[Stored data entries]
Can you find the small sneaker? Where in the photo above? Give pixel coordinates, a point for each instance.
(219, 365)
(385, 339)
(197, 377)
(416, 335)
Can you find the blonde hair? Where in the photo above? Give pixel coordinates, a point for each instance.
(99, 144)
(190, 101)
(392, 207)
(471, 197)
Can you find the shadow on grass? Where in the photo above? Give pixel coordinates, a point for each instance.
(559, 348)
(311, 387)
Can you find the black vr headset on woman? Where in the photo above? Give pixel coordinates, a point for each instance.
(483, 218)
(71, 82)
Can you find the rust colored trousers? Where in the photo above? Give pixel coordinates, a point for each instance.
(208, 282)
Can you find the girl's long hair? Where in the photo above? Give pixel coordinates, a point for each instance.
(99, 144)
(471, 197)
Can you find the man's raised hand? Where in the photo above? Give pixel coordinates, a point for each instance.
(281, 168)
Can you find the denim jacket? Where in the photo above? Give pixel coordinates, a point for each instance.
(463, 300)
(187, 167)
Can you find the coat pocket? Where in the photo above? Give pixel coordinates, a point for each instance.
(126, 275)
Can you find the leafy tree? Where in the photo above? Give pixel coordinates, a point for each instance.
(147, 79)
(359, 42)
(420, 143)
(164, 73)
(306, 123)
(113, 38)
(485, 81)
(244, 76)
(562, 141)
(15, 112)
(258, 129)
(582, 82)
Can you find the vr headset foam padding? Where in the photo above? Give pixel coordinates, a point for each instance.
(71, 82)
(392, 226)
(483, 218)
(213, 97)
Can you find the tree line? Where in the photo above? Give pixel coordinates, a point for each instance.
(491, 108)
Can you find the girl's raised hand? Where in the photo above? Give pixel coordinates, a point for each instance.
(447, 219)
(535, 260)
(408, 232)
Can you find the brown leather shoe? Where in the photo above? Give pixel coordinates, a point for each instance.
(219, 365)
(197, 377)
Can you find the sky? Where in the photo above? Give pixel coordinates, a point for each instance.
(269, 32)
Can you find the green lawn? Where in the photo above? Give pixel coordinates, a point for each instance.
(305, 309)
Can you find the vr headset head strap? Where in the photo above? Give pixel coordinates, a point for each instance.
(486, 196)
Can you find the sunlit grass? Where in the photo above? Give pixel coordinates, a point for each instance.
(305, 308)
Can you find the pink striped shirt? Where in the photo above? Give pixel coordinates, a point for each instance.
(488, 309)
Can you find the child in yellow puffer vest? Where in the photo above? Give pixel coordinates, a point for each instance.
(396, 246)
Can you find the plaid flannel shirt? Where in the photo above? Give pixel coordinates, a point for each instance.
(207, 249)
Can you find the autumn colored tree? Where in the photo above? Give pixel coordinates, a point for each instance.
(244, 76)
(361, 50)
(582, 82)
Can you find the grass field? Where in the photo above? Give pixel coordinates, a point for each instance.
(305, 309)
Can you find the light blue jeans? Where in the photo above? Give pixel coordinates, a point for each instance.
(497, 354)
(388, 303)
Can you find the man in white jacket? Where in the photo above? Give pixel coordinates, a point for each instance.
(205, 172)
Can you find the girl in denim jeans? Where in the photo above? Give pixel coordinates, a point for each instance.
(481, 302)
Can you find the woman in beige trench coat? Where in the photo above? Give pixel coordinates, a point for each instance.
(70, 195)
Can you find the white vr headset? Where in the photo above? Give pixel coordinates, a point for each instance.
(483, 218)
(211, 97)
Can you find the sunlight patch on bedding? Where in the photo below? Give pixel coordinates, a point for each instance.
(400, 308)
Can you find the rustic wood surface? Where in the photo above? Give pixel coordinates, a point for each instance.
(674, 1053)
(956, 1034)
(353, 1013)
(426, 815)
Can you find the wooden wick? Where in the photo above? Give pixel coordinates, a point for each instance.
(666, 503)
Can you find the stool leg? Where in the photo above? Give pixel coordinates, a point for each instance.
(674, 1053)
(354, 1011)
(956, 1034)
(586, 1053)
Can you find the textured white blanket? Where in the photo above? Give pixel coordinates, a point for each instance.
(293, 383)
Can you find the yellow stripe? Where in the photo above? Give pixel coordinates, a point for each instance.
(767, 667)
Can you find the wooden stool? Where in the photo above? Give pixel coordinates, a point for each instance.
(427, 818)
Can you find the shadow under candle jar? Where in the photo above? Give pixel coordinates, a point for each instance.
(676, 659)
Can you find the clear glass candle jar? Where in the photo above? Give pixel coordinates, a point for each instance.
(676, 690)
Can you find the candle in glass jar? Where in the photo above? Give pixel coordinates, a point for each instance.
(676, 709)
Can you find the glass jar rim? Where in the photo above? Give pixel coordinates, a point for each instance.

*Assignment*
Give back the entries exactly. Omit none of them.

*Solution to this problem*
Can you find the small sneaker? Where in the photo above? Give pixel coordinates, a point for each instance.
(219, 365)
(385, 339)
(197, 377)
(416, 335)
Can you find the blonde hair? Where in the photo above? Give pixel coordinates, a point for each instance.
(99, 144)
(190, 101)
(392, 207)
(471, 197)
Can you find the shadow on grass? Where in the photo above? Give pixel coordinates, a point for each instance.
(559, 348)
(311, 387)
Can you find the black vr headset on woman? Where in the photo above? Give pixel coordinates, a point for each instance.
(483, 218)
(71, 82)
Can you find the rust colored trousers? Where in the photo above? Give pixel coordinates, a point for each instance.
(208, 282)
Can you find the girl's long hair? Where in the photo above? Give pixel coordinates, a point for each instance.
(99, 144)
(471, 197)
Can you find the man's raised hand? Where in the photo above? Give pixel coordinates, a point for each instance.
(281, 168)
Can you find the denim jacket? Where in the photo above? Give pixel coordinates, a point for each instance.
(463, 300)
(187, 167)
Can you find the coat pocket? Where in the photo above? Give pixel coordinates, a point for each instance.
(126, 275)
Can you find the leafy tree? Where in the photo above? Give pixel coordinates, a point for each instance.
(147, 79)
(359, 42)
(420, 143)
(164, 73)
(306, 123)
(113, 38)
(485, 81)
(244, 76)
(562, 141)
(15, 112)
(258, 129)
(582, 82)
Can you find the vr headset foam padding? Where in the photo above? Give pixel coordinates, a point for each instance.
(71, 82)
(392, 226)
(483, 218)
(213, 97)
Can you find the tree line? Where in the photo above? Give pixel coordinates, a point for each instance.
(491, 108)
Can you find the girl's raised hand? Where in the photo above? Give pixel coordinates, a point for each instance.
(447, 219)
(535, 260)
(408, 232)
Can you find the brown leather shoe? Where in the photo above? Give pixel coordinates, a point for each instance.
(219, 365)
(197, 377)
Can you find the sky? Where in the photo above? Give pixel coordinates, a point for each instance.
(269, 32)
Can you find the green lawn? Where in the photo above? Give pixel coordinates, a point for each instance.
(305, 309)
Can you find the vr headset head strap? Where in the photo above? Give pixel coordinates, a point for each instance.
(486, 196)
Can you find the sunlit grass? Where in the photo above? Give pixel coordinates, a point for each instance.
(305, 308)
Can you find the pink striped shirt? Where in the photo above? Give pixel coordinates, a point for each instance.
(488, 309)
Can you find the child in yellow puffer vest? Where in the photo above? Give pixel coordinates, a point for each instance.
(396, 246)
Can you find the plaid flannel shirt? Where in the photo above? Give pixel coordinates, a point for each instance.
(207, 249)
Can you find the autumn colored tree? Where in the photo above? Give pixel coordinates, a point for each instance.
(244, 76)
(361, 50)
(582, 82)
Can you find the grass field? Where in the photo above? Give pixel coordinates, a point for each instance.
(305, 309)
Can you find the light blue jeans? Where in the photo above? Give pixel coordinates, a point for each instance.
(497, 354)
(388, 303)
Can you find the man in white jacket? Where in the photo above? Give pixel coordinates, a point for each instance.
(205, 172)
Can you find the girl in denim jeans? Where in the photo above? Give pixel coordinates, a point for each instance.
(481, 302)
Can you find the woman in beige trench coat? Where in the photo above? Give pixel coordinates, a point for each instance.
(70, 195)
Can you find the white vr headset? Where in the photo above? Give pixel coordinates, a point for each instance.
(483, 218)
(211, 97)
Can you find the sunlight patch on bedding? Where in the photo below? Give pixel coordinates, a point for each instance.
(400, 308)
Can you find the rustic wood surface? Where in the photo above? Give pixel coordinates, a point for each instance.
(674, 1053)
(956, 1034)
(353, 1013)
(426, 815)
Can you find the wooden wick? Where in the photo above? Give pixel coordinates, a point for each instance.
(666, 503)
Can you find the stool leg? Where in the photo above? Give pixel coordinates, a point for each instance.
(674, 1053)
(354, 1011)
(956, 1034)
(586, 1053)
Can you find the textured white blanket? Where in the photo above? Give pixel coordinates, a point for each instance.
(293, 383)
Can you find the yellow stripe? Where in the photo above? Give pixel coordinates, a point for each instance.
(767, 667)
Can you find the wooden stool? Where in the photo above? Give pixel coordinates, a point for each instance.
(427, 818)
Can you find the shadow under candle jar? Where in the photo above? Give pixel coordinates, a point for each instance.
(676, 659)
Can you find the clear glass candle jar? Where in the photo above? Give pixel coordinates, a point for each instance.
(676, 690)
Can you find the candle in glass jar? Where in the photo above? Give pixel coordinates, a point for each instance.
(676, 709)
Can you find the glass jar rim? Where in the photo above? Give pixel coordinates, a point for each instance.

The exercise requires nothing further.